### Source
━━━━━━━━

So what did you eat for breakfast- jam sandwich, yeah You had a sandwich?
A jam sandwich?
Yeah yeah I always loved mathematics as a kid, so one of my earliest memories is when I was like two years old and my grandma was cleaning the windows in our home, and I was insisting that she put numbers on the- she put the detergent on windows in the form of numbers so I always liked numbers and patterns and logic and so forth, things are very black-and-white where there's one right answer and everything else is wrong. I didn't like so subjective shades of grey type questions, I would work on math workbooks for fun you know my parents wanted to shut me up she just give me a workbook and I'll just go do sums and so forth so I always liked mathematics, math competitions- doing that was very different from doing research mathematics, the type of problems that that you've given in a problem book and so forth these are very canned problems, things you can do in five minutes or ten minutes and they don't prepare you completely for a research problem where, you know, you have to spend six months, you have to read the literature, talk to people, try something, doesn't work, modify, try it again, and it's a very different experience doing research but I like it a lot better actually than– than all the puzzles I used to do as a kid I don't do these things very much any more.
My mother was a high school math teacher when she was younger so she did help me a little bit you know you know when I was a kid you know, just talking numbers with me and then I had a lot of very good mentors when I was like 10 or 11 there was a retired maths professor in Adelaide which I'd go visit on the weekends, we'd have tea and cookies and you know he would just discuss some some recreational maths problem, and so forth, which was a lot of fun. He would tell me stories about how he'd use maths during World War Two, and so forth, you know, to do ballistics and so forth.
It was kind of fun to actually see maths actually being used for something "He had a PhD in maths from Princeton at 20 and was appointed professor of mathematics at UCLA at 24" I enjoyed it I mean when I was a kid I mostly enjoyed doing math and geeky things and so forth, and you know, being accelerated and going to going to uni that early, I was around people who are older than me but had similar backgrounds so we were at sort of the same level mathematically so you know these people five years older maybe but we're both stuck on the same homework assignments, we both like to talk about various math concepts and so forth so I felt at home you know so I did miss out on maybe sort of the regular high school experience you know sort of– I didn't go to many, you know, high school social events and so forth I did a lot of that actually once I was in grad school in Princeton.

━━━━━━━━

Labeled contour entries:
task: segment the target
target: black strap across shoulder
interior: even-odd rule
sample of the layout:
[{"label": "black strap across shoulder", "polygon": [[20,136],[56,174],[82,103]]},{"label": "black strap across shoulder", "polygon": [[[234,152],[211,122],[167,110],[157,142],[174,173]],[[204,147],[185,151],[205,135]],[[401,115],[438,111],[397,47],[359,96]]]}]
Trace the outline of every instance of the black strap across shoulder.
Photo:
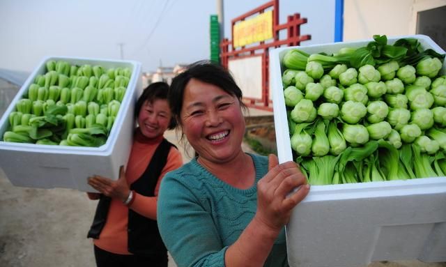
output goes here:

━━━━━━━━

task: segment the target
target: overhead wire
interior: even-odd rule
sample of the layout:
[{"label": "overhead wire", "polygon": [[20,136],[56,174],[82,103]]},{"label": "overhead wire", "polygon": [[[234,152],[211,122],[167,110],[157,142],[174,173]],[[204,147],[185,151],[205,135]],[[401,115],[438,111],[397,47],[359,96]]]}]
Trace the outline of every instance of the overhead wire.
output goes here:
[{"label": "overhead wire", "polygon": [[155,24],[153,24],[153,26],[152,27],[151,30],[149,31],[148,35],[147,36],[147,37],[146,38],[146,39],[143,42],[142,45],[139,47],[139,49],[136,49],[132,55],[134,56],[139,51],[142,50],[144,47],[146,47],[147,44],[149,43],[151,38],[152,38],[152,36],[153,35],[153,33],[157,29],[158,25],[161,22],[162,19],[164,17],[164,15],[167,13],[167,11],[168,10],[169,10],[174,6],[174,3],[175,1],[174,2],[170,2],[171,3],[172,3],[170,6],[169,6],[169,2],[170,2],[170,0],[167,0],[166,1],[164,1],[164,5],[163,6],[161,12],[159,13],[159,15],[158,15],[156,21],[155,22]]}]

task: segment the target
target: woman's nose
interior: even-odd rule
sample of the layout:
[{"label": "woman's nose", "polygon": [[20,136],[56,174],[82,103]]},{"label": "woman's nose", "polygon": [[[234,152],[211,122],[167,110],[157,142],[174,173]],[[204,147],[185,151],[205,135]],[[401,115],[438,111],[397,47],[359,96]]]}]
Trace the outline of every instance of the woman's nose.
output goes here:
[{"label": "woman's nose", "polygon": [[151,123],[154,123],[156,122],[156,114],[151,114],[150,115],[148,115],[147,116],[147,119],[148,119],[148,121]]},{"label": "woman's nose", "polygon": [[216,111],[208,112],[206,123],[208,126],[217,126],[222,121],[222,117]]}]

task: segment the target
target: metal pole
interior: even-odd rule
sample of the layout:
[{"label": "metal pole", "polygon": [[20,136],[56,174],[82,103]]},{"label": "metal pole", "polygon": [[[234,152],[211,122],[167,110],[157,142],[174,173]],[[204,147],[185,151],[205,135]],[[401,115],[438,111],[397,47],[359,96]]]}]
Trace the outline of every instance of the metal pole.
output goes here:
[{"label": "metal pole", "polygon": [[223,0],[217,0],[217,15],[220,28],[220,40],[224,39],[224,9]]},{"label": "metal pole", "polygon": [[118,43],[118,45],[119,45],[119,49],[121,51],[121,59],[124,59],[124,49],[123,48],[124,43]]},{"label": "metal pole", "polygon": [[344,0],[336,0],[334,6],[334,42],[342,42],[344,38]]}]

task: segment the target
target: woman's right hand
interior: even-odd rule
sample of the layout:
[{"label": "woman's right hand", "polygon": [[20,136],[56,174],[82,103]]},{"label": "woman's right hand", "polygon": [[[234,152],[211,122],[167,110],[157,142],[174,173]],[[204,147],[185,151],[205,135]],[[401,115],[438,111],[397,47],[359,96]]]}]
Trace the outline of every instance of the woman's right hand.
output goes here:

━━━━━━━━

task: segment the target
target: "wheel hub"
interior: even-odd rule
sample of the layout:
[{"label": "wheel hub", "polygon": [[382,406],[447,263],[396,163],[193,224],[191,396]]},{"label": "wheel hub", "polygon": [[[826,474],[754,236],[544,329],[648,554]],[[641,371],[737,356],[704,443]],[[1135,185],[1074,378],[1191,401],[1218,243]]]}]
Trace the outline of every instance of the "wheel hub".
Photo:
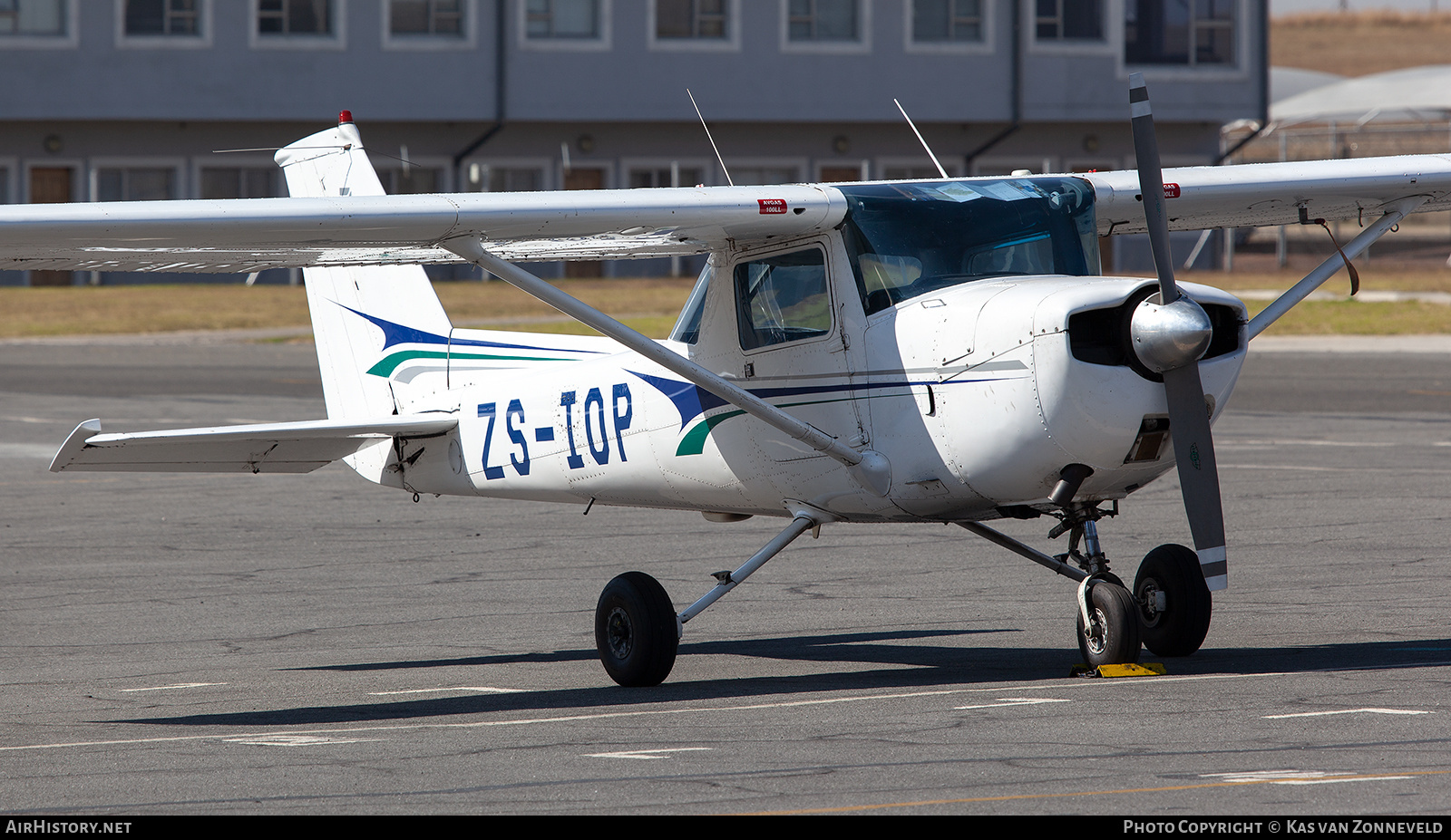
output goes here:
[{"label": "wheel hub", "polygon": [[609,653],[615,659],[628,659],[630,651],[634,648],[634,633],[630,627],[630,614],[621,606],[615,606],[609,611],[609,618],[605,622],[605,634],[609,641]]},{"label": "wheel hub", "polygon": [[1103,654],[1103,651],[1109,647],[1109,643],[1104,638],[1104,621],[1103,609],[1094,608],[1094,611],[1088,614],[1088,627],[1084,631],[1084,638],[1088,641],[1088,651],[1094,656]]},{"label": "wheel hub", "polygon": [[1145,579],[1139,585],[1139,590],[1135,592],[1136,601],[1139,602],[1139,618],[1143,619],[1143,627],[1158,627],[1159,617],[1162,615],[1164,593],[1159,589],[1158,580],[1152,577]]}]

━━━━━━━━

### Exercise task 1
Based on the transcript, decide whether each statement is true: (a) the speaker's mother had been a high school math teacher; (b) the retired professor the speaker visited on weekends was in Adelaide; (c) the speaker still does the childhood puzzles often. Answer yes or no for each, and quote the words of the transcript that decide it.
### Exercise task 2
Copy the passage of the transcript between "My mother was" and "and so forth.", inclusive, and replace "cookies" with "biscuits".
### Exercise task 3
Translate this sentence from the transcript into Spanish: "He would tell me stories about how he'd use maths during World War Two, and so forth, you know, to do ballistics and so forth."

### Written solution 1
(a) Yes: "My mother was a high school math teacher when she was younger"
(b) Yes: "there was a retired maths professor in Adelaide which I'd go visit on the weekends"
(c) No: "I don't do these things very much any more."

### Written solution 2
My mother was a high school math teacher when she was younger so she did help me a little bit you know you know when I was a kid you know, just talking numbers with me and then I had a lot of very good mentors when I was like 10 or 11 there was a retired maths professor in Adelaide which I'd go visit on the weekends, we'd have tea and biscuits and you know he would just discuss some some recreational maths problem, and so forth, which was a lot of fun. He would tell me stories about how he'd use maths during World War Two, and so forth, you know, to do ballistics and so forth.

### Written solution 3
Me contaba historias sobre cómo había usado las matemáticas durante la Segunda Guerra Mundial, y cosas así, ya sabes, para hacer balística y demás.